STATED TASK A
In the passage on resampling techniques, how many observations at minimum would a difference between two medians require?
STATED TASK B
From the passage on resampling techniques, copy word for word everything from "5.6. Resampling techniques" down to "least 20 observations).".

TEXT PASSAGE
— start —
5.6. Resampling techniques

Statistical methodology has benefited enormously from fast and ubiquitous computing power, with the two largest beneficiaries being methods that rely on numerical techniques, such as estimating parameters in GLMMs, and methods that rely on sampling, either from known distributions (such as most Bayesian methods, often called “Monte-Carlo” methods) or from the data (resampling or “bootstrapping”). Resampling techniques are essentially non-parametric, the only assumption is that the data are representative of the population you want to make inferences from. The data set must also be large enough to resample from, following the rules stated earlier for sample sizes for parametric models, (i.e. at least 10 observations per “parameter”, so a difference between two medians would require at least 20 observations). 

As a simple example, if we want to estimate a 95% confidence interval around a median, based on 30 observations, we can draw 100 random resampled data sets (with replacement) from the original data set, each of size 30, calculate the median for each of these resampled data sets, and rank those values. The 95% confidence interval is then the interval from the 5th to the 95th calculated median. Even though the original data set and the resampled data sets are the same size (n = 30), they are likely not identical because we are sampling with replacement, meaning that there will be duplicates (or even triplicates) of some of the original values in each resampled data set, and others will be missing.
— end —
GIVEN DATA
— start —
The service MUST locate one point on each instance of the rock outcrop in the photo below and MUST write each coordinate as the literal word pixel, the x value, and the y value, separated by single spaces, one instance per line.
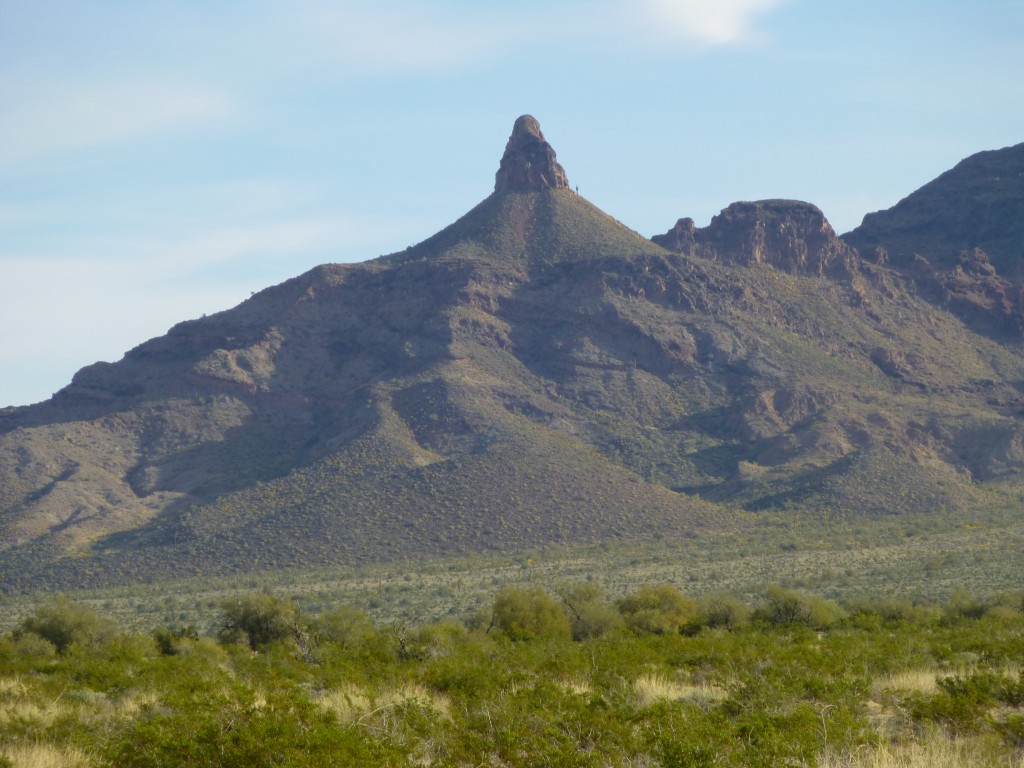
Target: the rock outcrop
pixel 788 235
pixel 528 163
pixel 977 204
— end —
CORRECT RESPONSE A
At least 20 observations.

CORRECT RESPONSE B
5.6. Resampling techniques

Statistical methodology has benefited enormously from fast and ubiquitous computing power, with the two largest beneficiaries being methods that rely on numerical techniques, such as estimating parameters in GLMMs, and methods that rely on sampling, either from known distributions (such as most Bayesian methods, often called “Monte-Carlo” methods) or from the data (resampling or “bootstrapping”). Resampling techniques are essentially non-parametric, the only assumption is that the data are representative of the population you want to make inferences from. The data set must also be large enough to resample from, following the rules stated earlier for sample sizes for parametric models, (i.e. at least 10 observations per “parameter”, so a difference between two medians would require at least 20 observations).